Blick aus dem Fenster (Foto: Rogalowe Muzeum Poznania)

Breslau war neben San Sebastian europäische Kulturhauptstadt 2016. Wer aber außer Breslau auch noch nach Posen fährt, hat die Chance, ein kleines aber außergewöhnliches Museum direkt am Rynek zu besuchen. Dieses erst 2014 eröffnete Kleinod befindet sich in einem der historischen Häuser am Rynek, direkt gegenüber dem Rathaus mit den berühmten Posener Geißböcken. Es ist das Museum des sogenannten Heiligen Martinshörnchens oder auch auf Polnisch Rogale Świętomarcińskie. Das Gebäude des Museums an sich ist schon einen Besuch wert. Die Innenausstattung wurde dabei originalgetreu restauriert und erinnert den früheren Glanz der Gebäude. Die alte bunte Holzdecke des Ausstellungsraumes ist dabei besonders eindrucksvoll.

 

Die Legende der Martinshörnchen

Die Geschichte der Martinshörnchen geht auf das 19. Jahrhundert zurück. Die Form der Hörnchen soll dabei an ein verlorenes Hufeisen vom Pferd des Heiligen Martin erinnern. Ende des 19. Jahrhundert hatte ein Bäcker die Idee, Hörnchen in Form eines Hufeisens zu backen und sie an die Armen zu verteilen. Natürlich gibt es auch eine Legende zu den Hörnchen. Demnach beschloss ein Bäcker genauso Gutes zu tun, wie es der Heilige Martin tat. Daraufhin fand er ein Hufeisen auf der Straße und formte die Hörnchen nach diesem Vorbild. Welche Geschichte man als wahr betrachten möchte, ist dem Leser überlassen.

■ **VORLIEGENDES MATERIAL**:
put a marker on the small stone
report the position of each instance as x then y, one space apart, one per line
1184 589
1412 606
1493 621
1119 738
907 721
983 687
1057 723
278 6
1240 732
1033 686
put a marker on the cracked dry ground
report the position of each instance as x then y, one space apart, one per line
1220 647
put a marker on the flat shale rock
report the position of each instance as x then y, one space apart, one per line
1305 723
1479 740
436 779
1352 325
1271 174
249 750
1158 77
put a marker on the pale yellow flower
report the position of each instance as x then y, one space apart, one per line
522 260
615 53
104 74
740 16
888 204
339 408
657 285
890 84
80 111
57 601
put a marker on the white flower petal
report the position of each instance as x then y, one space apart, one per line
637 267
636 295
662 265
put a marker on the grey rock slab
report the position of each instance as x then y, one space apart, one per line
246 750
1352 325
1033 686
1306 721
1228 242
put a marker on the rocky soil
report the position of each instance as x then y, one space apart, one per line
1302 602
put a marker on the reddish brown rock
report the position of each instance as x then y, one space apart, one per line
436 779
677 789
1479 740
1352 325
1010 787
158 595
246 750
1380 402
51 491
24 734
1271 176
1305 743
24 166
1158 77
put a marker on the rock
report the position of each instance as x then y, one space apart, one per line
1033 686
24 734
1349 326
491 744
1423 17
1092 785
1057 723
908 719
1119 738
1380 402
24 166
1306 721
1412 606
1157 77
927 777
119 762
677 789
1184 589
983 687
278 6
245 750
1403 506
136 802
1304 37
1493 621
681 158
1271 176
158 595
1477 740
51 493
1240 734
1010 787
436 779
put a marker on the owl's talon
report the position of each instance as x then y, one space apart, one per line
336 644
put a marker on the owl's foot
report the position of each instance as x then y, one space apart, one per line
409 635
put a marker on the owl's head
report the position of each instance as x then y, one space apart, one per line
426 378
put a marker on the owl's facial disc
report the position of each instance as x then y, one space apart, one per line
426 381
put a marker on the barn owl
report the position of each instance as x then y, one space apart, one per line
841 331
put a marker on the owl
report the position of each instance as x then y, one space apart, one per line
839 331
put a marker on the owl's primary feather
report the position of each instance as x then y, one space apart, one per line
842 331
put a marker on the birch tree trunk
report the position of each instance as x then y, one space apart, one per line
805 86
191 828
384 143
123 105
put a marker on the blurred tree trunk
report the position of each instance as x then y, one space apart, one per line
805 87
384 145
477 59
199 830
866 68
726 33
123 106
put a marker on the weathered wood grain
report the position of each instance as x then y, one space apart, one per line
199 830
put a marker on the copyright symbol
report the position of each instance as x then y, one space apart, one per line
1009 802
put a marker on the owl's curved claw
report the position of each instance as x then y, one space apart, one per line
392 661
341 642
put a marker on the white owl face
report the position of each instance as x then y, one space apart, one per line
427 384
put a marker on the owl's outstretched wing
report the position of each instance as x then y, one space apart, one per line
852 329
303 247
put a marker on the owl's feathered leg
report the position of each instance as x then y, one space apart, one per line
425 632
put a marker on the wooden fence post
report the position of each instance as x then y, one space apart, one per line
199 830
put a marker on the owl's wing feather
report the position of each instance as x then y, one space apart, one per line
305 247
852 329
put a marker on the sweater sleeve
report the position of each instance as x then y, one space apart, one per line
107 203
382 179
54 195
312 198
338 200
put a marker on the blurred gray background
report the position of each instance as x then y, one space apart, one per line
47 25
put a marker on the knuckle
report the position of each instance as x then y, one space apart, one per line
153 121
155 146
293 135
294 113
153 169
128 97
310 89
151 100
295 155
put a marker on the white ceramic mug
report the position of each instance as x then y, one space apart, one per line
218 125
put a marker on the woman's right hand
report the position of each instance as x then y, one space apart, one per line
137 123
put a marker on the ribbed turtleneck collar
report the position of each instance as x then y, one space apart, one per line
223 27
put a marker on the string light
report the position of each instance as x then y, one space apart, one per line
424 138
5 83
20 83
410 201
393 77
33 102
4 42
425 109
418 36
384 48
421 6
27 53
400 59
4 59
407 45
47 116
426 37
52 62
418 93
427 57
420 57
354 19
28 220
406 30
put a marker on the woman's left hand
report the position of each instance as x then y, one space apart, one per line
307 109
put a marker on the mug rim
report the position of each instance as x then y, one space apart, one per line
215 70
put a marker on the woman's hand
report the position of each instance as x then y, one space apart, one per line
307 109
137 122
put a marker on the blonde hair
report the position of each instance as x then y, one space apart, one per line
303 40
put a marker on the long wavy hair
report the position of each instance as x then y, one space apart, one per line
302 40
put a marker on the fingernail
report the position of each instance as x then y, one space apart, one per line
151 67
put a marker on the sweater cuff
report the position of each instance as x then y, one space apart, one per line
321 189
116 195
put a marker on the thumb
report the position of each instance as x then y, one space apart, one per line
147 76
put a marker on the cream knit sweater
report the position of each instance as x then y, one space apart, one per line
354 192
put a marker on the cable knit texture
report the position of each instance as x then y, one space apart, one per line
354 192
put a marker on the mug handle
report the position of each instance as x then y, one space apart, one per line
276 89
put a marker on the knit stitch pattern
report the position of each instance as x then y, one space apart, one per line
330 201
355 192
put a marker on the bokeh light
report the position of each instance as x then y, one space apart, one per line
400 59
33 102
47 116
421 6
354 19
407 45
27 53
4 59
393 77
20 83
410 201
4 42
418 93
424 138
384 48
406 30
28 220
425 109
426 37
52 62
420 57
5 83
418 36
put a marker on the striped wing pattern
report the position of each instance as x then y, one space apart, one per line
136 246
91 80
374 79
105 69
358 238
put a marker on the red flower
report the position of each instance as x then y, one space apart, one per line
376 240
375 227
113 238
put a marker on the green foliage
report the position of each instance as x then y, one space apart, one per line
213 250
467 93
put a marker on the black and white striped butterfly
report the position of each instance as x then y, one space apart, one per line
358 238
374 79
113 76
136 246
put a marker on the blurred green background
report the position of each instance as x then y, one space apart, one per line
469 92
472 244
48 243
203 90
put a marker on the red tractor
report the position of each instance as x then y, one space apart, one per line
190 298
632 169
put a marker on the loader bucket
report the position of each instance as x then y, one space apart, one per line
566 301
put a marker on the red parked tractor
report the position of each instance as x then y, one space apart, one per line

■ **AUFGABEN**:
[a] Zähle alle Städte auf, die im Text über das Posener Martinshörnchen-Museum genannt werden.
[b] Erkläre anhand des Textes über das Posener Martinshörnchen-Museum, warum die Martinshörnchen wie ein Hufeisen geformt sind.
[c] Schreibe den Text über das Posener Martinshörnchen-Museum im Anschluss an seinen letzten Satz weiter.

■ **LÖSUNGEN**:
[a] Breslau, San Sebastian, Posen

[b] Die Form soll an ein verlorenes Hufeisen vom Pferd des Heiligen Martin erinnern. Der Legende nach wollte ein Bäcker genauso Gutes tun wie der Heilige Martin, fand ein Hufeisen auf der Straße und formte die Hörnchen nach diesem Vorbild.

[c]
Tradition aus Posen

Heute wird in Posen jedes Jahr am 11. November der Martinstag gefeiert, wo viele der Hörnchen auf der Straße verkauft werden. Diese bestehen aus einem Plunderteig, der mit Weißmohn, Vanille, Datteln und Rosinen gefüllt wird. Von außen werden sie mit Zuckerglasur bestrichen und mit Nüssen bestreut. Bis heute dürfen nur Bäckereien mit einem besonderen Zertifikat ihre Hörnchen als Heiliges Martinshörnchen bezeichnen. Darüber hinaus unterliegen sie einer geschützten Herkunftsbezeichnung, daher finden sich in anderen Teilen Polens nur Hörnchen mit ähnlichen Namen.

 

Die Ausstellung

Zurück zum Museum. Es ist nicht als ein herkömmliches Museum zu bezeichnen, denn es gibt keine Ausstellung im klassischen Sinne und besteht auch nur aus einem Raum. In diesem kann man auf den Sitzbänken die Geschichte und die Herstellung der Hörnchen verfolgen. Da das Museum eher auf Kinder ausgerichtet ist, werden diese auch animiert mitzumachen. Anfangs erfolgt aber eine Einführung in den Posener Dialekt, denn die komplette Vorführung findet in diesem Dialekt statt. Somit war es auch für mich nicht nur als großer kulinarischer Fan der Hörnchen, sondern auch in Hinsicht auf die Sprache sehr interessant.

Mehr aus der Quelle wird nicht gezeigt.